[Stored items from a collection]

+ + +

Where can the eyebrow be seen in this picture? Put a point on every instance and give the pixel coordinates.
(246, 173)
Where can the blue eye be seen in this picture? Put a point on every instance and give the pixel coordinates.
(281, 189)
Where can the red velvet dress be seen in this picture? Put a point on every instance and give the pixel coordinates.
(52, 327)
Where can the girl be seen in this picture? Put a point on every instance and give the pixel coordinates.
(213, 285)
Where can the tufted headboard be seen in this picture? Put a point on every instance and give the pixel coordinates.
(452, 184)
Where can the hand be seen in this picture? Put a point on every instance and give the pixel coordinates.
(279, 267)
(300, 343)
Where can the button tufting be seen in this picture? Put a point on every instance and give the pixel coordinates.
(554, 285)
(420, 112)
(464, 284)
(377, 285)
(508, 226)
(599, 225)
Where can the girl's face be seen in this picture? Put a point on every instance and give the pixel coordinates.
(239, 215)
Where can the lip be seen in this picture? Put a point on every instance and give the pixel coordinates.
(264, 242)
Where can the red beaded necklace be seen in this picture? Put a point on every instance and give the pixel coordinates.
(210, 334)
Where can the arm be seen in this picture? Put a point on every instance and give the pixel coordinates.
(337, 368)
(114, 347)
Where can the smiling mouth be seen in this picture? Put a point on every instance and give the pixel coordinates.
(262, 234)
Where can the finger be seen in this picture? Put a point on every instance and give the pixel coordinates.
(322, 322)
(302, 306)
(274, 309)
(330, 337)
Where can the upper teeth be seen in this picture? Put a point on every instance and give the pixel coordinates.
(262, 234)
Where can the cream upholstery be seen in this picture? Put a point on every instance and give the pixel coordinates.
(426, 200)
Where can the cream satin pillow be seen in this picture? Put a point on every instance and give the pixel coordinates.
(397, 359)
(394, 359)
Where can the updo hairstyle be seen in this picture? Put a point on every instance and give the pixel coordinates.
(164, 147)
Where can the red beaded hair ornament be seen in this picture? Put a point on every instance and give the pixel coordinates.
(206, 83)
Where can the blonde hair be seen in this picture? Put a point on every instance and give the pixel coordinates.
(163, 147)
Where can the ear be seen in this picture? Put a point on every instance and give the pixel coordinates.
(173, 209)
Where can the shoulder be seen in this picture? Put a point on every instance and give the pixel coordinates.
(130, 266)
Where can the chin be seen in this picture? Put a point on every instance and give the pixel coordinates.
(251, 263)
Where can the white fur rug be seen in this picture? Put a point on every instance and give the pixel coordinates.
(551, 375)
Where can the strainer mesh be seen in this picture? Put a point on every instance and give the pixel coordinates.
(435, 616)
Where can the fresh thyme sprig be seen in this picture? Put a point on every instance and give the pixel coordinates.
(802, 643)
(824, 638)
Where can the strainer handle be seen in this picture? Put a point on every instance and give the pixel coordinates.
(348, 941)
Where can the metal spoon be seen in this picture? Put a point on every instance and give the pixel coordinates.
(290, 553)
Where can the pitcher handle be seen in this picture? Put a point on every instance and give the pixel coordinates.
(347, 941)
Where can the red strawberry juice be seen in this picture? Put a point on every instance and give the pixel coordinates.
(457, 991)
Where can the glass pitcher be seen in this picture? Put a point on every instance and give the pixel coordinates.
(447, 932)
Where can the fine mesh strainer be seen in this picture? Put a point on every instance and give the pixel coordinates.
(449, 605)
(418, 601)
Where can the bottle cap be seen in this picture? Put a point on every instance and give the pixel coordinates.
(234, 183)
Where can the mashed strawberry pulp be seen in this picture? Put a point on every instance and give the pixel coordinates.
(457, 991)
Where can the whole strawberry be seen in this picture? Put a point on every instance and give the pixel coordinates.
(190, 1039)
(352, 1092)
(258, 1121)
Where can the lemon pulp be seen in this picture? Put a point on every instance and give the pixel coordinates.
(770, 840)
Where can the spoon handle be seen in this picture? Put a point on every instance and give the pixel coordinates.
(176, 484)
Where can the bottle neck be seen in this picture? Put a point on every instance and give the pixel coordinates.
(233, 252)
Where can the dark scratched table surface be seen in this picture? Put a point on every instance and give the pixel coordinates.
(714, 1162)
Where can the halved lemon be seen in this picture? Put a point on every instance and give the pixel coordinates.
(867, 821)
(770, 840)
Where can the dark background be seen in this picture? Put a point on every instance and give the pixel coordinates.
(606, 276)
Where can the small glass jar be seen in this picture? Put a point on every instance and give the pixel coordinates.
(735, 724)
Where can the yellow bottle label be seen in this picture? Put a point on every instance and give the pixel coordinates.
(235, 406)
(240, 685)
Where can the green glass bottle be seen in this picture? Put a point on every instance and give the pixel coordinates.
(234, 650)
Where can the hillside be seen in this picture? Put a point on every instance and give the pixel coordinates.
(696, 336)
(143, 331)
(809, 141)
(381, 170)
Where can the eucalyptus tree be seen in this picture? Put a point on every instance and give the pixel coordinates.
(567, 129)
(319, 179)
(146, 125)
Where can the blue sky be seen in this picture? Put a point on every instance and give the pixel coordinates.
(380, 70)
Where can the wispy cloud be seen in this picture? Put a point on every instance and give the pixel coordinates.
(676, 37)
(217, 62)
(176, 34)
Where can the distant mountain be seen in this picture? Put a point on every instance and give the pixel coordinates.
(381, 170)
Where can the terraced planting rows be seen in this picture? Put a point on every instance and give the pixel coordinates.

+ + +

▸ Problem description
Would you restate every record word for word?

▸ Solution
Where can the eyebrow be seen in this picture? Put a point on every instance and give the pixel coordinates.
(246, 173)
Where can the blue eye be seen in this picture? Put a point on every instance and give the pixel coordinates.
(281, 189)
Where can the red velvet dress be seen in this picture? Put a point on every instance and give the pixel coordinates.
(52, 327)
Where can the girl be seen in this picture? Put a point on every instance and give the pixel coordinates.
(213, 285)
Where can the tufted headboard be seen in this picture? Put a point on every instance and give the pixel coordinates.
(452, 184)
Where can the hand be seen in this picture? Put a point on every instance and give the pixel coordinates.
(279, 267)
(300, 343)
Where can the button tufting be seen in this picture? Put a point on every instance and give the pixel coordinates.
(554, 285)
(420, 112)
(464, 284)
(377, 285)
(508, 226)
(599, 225)
Where can the girl's face be seen in this picture? Put a point on every instance and give the pixel coordinates.
(239, 215)
Where can the lip be seen in this picture? Put a point on every instance and give the pixel coordinates.
(264, 242)
Where can the red beaded necklace be seen in this picture? Put a point on every instance and give the pixel coordinates.
(210, 334)
Where can the arm be seen in this picture? Put a point on every instance and give the pixel coordinates.
(337, 368)
(114, 347)
Where can the smiling mouth be seen in this picture? Put a point on every instance and give the pixel coordinates.
(262, 234)
Where can the finger be seen in this picture? Put a point on every instance and give the pixel coordinates.
(322, 322)
(302, 306)
(274, 309)
(330, 337)
Where can the upper teeth be seen in this picture? Put a point on every instance and give the pixel coordinates.
(262, 234)
Where can the cream upholstery be seen in this picture? Put a point on every instance and give the pixel coordinates.
(426, 200)
Where can the cream satin pillow be seen in this picture? Put a point on every instance and give the pixel coordinates.
(397, 359)
(394, 359)
Where can the updo hairstyle be seen in this picture? Put a point on every instance and give the pixel coordinates.
(164, 147)
Where can the red beaded hair ornament be seen in this picture? Put a point on every instance and give the pixel coordinates.
(206, 83)
Where can the blonde hair be seen in this picture? Put a point on every instance and give the pixel coordinates.
(163, 147)
Where can the ear be seen in this picture? Put a point on every instance and give the pixel coordinates.
(173, 209)
Where can the shoulder be seen in this picture? Put a point on every instance and give the pixel coordinates.
(130, 266)
Where can the chin be seen in this picture? Put a point on every instance and give the pixel coordinates.
(251, 263)
Where can the white fur rug be seen in this picture? Put a point on every instance and give the pixel coordinates.
(551, 375)
Where can the strainer mesh be seen in this picture? Put a point on every instance and give the pixel coordinates.
(435, 616)
Where can the fresh thyme sprig be seen in this picture? Put a point on every instance and give the pixel coordinates.
(802, 643)
(824, 638)
Where can the strainer handle be seen in this picture? Put a point on every instance and give the pixel coordinates.
(348, 941)
Where can the metal spoon be seen in this picture? Put a point on every instance and give the pixel coordinates.
(290, 553)
Where can the pitcher handle be seen in this picture? Put a point on every instance and give the pixel coordinates.
(347, 941)
Where can the red strawberry juice be seen in this picture? Put a point on every instance and give the pixel coordinates.
(457, 991)
Where can the glass pitcher be seen in this picture? Put a point on every instance and give the pixel coordinates.
(447, 932)
Where can the fine mesh strainer be seen in this picture? Put a point on every instance and give the pixel coordinates.
(449, 605)
(418, 601)
Where can the bottle cap be seen in this picture? Put a point on every instance and give the pixel coordinates.
(234, 183)
Where can the mashed strawberry pulp be seen in this picture? Put a point on every instance and give the pixel coordinates.
(457, 991)
Where can the whole strawberry be seen in this picture? Put a point on every instance and give the pixel coordinates.
(190, 1039)
(352, 1092)
(258, 1121)
Where can the lemon pulp be seen in this picture? Put a point on every instance and give the pixel coordinates.
(770, 840)
Where can the spoon handle be seen in this picture? Put a point on every instance and give the pixel coordinates.
(176, 484)
Where can the bottle neck be seen in this picture? Put a point on every instance and give the pixel coordinates.
(233, 252)
Where can the dark scratched table surface be seen in this picture? Put a point on every instance and give the pixel coordinates.
(714, 1162)
Where can the halved lemon be seen in this picture? Put a point on every instance and give the pixel coordinates.
(867, 821)
(770, 840)
Where can the dark background be seen in this picture? Put a point on every instance and give the pixel coordinates.
(606, 276)
Where can the small glass jar be seen in this picture? Put a point on every instance and give the pixel coordinates.
(735, 724)
Where can the yellow bottle label be seen in this picture? Put a point on every instance and give the pixel coordinates.
(235, 406)
(240, 685)
Where can the green glass bottle be seen in this picture? Put a point on every instance and give the pixel coordinates.
(234, 650)
Where can the hillside be seen in this picture? Put a point on every instance and give the pixel coordinates.
(696, 336)
(143, 331)
(809, 141)
(381, 170)
Where can the eucalyptus tree be seen in this picture? Put a point on every instance and give the pixel coordinates.
(567, 129)
(319, 179)
(146, 125)
Where can the blue sky be seen in this picture? Put a point on every instance and give the pixel coordinates.
(380, 70)
Where can the wispy cloud be seen in this picture? Put a point on every instance and give the pixel coordinates.
(676, 37)
(217, 62)
(176, 34)
Where can the distant mountain be seen in this picture? Put a point on every instance and give the pixel coordinates.
(381, 170)
Where can the terraced planting rows be seen in this picture? Put a point on every instance and give the pixel coordinates.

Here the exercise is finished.